§ **Prompt**: Look through the entries below and return all lines including the word "bubble".

-- Opening Marker --

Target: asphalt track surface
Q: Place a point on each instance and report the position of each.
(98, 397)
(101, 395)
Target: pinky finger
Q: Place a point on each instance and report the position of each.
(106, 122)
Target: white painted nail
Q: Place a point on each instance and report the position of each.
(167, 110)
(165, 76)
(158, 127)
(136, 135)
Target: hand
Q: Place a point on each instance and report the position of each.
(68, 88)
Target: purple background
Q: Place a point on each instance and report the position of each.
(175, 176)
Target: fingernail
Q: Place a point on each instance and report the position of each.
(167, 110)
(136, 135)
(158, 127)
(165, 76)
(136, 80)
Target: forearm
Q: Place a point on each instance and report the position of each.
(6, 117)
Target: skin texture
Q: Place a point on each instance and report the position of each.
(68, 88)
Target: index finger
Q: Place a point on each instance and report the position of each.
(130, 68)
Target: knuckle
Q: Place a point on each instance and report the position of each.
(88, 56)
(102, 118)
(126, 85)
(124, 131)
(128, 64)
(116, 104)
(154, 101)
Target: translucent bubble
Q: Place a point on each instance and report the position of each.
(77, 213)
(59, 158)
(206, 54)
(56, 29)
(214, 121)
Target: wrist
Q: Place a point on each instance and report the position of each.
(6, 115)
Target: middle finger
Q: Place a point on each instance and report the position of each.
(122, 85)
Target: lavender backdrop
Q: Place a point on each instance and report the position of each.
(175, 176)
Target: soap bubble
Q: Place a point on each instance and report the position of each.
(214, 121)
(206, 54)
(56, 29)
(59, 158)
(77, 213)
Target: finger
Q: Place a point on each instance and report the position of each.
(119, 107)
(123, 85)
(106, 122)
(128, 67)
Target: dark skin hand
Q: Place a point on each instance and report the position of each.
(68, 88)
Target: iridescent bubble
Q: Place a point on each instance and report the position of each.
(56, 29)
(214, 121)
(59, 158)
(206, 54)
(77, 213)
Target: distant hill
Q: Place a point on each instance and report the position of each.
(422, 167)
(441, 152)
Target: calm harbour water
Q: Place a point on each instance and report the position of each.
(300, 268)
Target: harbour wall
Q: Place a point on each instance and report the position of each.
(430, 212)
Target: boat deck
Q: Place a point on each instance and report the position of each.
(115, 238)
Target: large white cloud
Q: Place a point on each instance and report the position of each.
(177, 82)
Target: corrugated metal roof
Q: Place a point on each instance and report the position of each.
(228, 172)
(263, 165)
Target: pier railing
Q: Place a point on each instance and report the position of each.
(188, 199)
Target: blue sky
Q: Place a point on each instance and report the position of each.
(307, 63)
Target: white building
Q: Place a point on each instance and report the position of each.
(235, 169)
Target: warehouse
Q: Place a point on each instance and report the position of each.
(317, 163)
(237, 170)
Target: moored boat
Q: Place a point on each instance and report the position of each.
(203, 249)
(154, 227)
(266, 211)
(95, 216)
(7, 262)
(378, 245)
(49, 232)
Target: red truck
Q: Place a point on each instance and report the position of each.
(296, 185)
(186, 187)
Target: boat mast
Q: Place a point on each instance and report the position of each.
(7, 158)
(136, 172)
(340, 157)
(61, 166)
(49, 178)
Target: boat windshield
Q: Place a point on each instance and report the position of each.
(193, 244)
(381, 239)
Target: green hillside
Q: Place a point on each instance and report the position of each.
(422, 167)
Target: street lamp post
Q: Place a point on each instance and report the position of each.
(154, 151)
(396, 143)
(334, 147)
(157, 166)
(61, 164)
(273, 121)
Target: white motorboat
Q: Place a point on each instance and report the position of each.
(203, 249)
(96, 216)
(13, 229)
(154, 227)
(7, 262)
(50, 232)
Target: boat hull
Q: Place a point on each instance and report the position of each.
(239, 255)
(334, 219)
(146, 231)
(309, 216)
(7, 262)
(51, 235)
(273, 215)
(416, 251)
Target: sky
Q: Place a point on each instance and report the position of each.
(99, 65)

-- Closing Marker --

§ **Expected answer**:
Target: translucent bubble
Target: soap bubble
Target: iridescent bubble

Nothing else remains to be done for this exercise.